» Material to process

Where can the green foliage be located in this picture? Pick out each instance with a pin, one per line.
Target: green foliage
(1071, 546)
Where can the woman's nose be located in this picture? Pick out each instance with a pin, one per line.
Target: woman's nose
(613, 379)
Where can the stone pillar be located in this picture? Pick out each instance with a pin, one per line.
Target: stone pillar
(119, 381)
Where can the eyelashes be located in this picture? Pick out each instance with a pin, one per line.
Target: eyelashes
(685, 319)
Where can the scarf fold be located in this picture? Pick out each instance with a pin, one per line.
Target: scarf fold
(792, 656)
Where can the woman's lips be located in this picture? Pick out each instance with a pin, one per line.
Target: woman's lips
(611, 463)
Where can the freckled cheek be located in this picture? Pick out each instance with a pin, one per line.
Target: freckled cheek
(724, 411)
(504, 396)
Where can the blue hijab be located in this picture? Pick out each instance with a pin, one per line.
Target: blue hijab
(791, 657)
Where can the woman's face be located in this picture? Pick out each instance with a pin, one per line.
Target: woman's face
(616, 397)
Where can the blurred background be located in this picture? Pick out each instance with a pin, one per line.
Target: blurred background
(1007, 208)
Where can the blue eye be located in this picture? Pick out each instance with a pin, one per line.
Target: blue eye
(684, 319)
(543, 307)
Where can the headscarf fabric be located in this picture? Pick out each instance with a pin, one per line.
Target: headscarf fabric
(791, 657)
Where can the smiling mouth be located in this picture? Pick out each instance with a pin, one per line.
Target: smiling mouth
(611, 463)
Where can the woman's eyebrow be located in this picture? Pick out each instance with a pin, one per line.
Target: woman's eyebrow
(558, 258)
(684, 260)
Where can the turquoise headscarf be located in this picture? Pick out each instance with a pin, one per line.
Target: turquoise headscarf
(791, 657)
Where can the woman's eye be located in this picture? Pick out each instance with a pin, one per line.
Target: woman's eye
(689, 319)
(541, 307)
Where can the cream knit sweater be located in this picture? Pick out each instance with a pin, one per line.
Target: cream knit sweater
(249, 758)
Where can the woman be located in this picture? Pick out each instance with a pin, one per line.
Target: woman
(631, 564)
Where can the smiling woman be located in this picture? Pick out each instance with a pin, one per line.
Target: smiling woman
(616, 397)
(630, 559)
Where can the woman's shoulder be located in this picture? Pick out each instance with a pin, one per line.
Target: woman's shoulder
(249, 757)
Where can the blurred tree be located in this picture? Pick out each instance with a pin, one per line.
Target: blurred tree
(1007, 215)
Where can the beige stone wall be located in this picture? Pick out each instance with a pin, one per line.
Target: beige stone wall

==

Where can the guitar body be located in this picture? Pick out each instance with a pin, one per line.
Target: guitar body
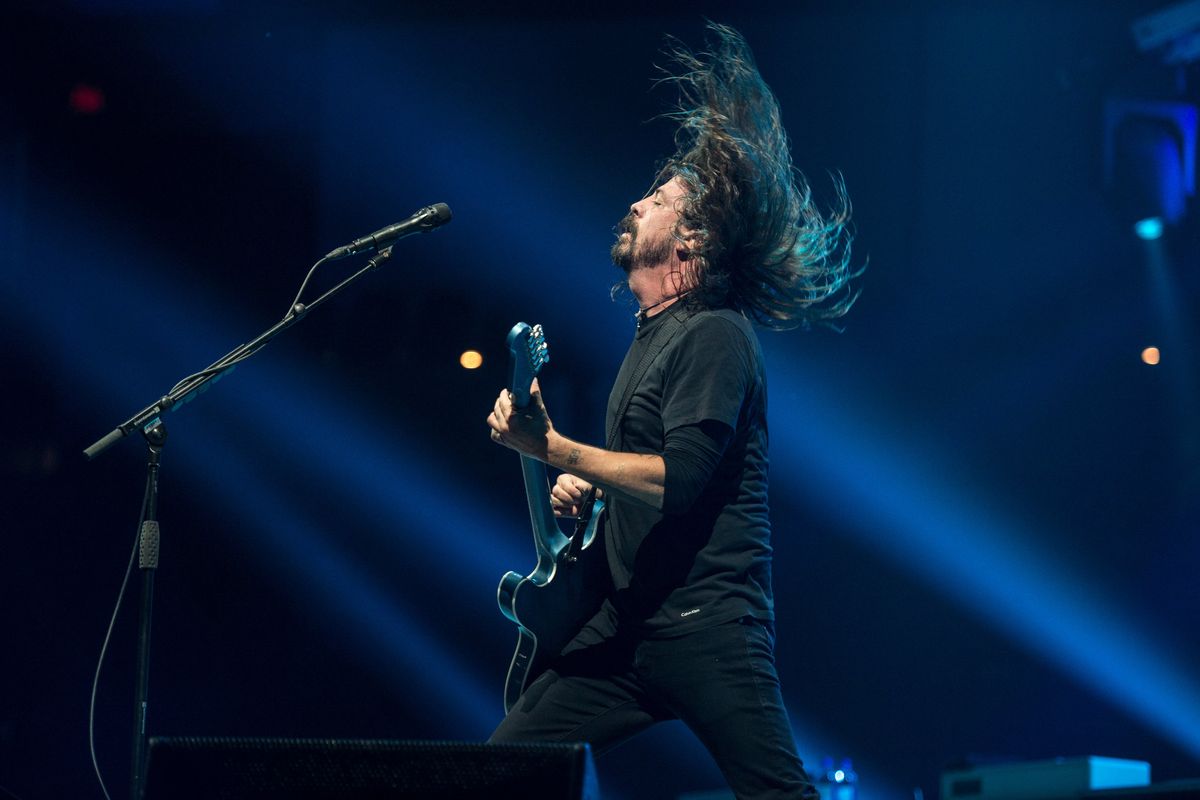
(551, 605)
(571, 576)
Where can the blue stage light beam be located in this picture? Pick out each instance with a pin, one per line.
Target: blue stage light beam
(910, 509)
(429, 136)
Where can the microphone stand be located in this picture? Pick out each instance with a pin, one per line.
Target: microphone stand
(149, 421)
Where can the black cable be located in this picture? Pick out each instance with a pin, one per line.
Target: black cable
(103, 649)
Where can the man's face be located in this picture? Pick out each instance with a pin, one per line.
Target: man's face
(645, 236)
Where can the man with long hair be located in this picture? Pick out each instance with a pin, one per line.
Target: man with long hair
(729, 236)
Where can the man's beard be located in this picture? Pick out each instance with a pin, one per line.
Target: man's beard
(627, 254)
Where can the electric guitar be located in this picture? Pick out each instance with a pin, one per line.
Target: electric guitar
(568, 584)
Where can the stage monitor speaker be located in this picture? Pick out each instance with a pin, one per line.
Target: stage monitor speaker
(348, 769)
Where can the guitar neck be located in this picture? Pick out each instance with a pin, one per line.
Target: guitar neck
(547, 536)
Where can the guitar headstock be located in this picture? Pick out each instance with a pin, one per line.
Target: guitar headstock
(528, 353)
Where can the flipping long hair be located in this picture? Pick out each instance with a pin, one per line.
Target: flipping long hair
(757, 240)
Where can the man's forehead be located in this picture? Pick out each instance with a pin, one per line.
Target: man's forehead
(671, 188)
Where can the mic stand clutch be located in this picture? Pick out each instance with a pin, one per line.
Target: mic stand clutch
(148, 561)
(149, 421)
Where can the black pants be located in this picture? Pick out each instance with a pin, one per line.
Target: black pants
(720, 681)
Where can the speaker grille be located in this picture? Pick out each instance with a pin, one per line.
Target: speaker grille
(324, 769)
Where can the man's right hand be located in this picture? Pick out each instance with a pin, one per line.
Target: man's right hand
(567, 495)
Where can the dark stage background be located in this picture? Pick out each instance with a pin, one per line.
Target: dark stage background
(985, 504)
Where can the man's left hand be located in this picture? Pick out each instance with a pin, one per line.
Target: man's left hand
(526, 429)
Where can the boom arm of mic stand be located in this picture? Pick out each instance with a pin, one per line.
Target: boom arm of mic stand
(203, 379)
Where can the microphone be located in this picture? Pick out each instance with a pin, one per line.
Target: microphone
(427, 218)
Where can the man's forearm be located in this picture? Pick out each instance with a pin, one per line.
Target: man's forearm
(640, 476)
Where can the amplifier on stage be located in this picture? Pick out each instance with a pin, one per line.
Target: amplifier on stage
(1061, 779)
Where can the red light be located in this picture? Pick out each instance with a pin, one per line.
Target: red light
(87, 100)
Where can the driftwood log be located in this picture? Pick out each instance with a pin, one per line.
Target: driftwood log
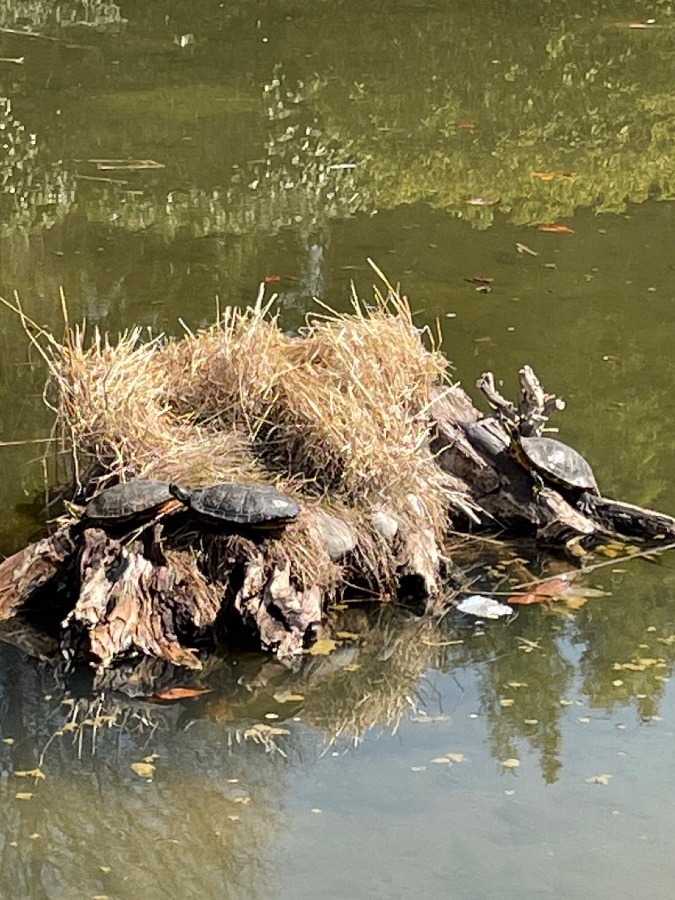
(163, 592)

» Problem
State how many lines of the items above contain the word "amplifier", matching case exactly, and give only the number.

» The answer
2